WHAT YOU SHOULD DO » Copy out the full text about the 2001 police raid on the Armando Diaz School, word for word.

The raid on the "Armando Diaz" School took place during the 27th G8 meeting in Genoa in 2001 in the district of Albaro, Genoa. The school building was the temporary headquarters of the Genoa Social Forum, led by Vittorio Agnoletto. A nearby building, housing the anti-globalization organization Indymedia and lawyers affiliated with the Genoa Social Forum, was also raided. On July 21, 2001, shortly before midnight, mobile divisions of the Polizia di Stato of Genoa, Rome and Milan attacked the buildings, with the operational support of some battalions of the Carabinieri.

The police indiscriminately attacked the building's occupants, resulting in the arrest of 93 peaceful protesters; 61 were seriously injured and were taken to hospital, three of them were in a critical condition and one in a coma. Prisoners taken to a temporary detention facility in Bolzaneto were tortured and humiliated before being released. The raid resulted in the trial of 125 policemen, including managers and supervisors, for what was termed a beating from "Mexican butchery" by the assistant chief Michelangelo Fournier. None of the accused police officers were punished due to delays in the investigation and incompleteness of Italian laws under which torture was not recognised as a crime in 2001.

Prior to the raid, there had been several clashes between demonstrators and security forces. Several protesters were sleeping in the school. The numbers and designation of the security forces involved in the raid are still unknown, as they wore ski masks to hide their identities. The Court of Appeal of Genoa stated that "346 policemen, in addition to 149 Carabinieri officers were involved in the raid of the school buildings."

PROVIDED RECORDS »
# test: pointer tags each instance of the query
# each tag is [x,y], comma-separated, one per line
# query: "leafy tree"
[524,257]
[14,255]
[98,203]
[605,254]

ANSWER BELOW »
The raid on the "Armando Diaz" School took place during the 27th G8 meeting in Genoa in 2001 in the district of Albaro, Genoa. The school building was the temporary headquarters of the Genoa Social Forum, led by Vittorio Agnoletto. A nearby building, housing the anti-globalization organization Indymedia and lawyers affiliated with the Genoa Social Forum, was also raided. On July 21, 2001, shortly before midnight, mobile divisions of the Polizia di Stato of Genoa, Rome and Milan attacked the buildings, with the operational support of some battalions of the Carabinieri.

The police indiscriminately attacked the building's occupants, resulting in the arrest of 93 peaceful protesters; 61 were seriously injured and were taken to hospital, three of them were in a critical condition and one in a coma. Prisoners taken to a temporary detention facility in Bolzaneto were tortured and humiliated before being released. The raid resulted in the trial of 125 policemen, including managers and supervisors, for what was termed a beating from "Mexican butchery" by the assistant chief Michelangelo Fournier. None of the accused police officers were punished due to delays in the investigation and incompleteness of Italian laws under which torture was not recognised as a crime in 2001.

Prior to the raid, there had been several clashes between demonstrators and security forces. Several protesters were sleeping in the school. The numbers and designation of the security forces involved in the raid are still unknown, as they wore ski masks to hide their identities. The Court of Appeal of Genoa stated that "346 policemen, in addition to 149 Carabinieri officers were involved in the raid of the school buildings."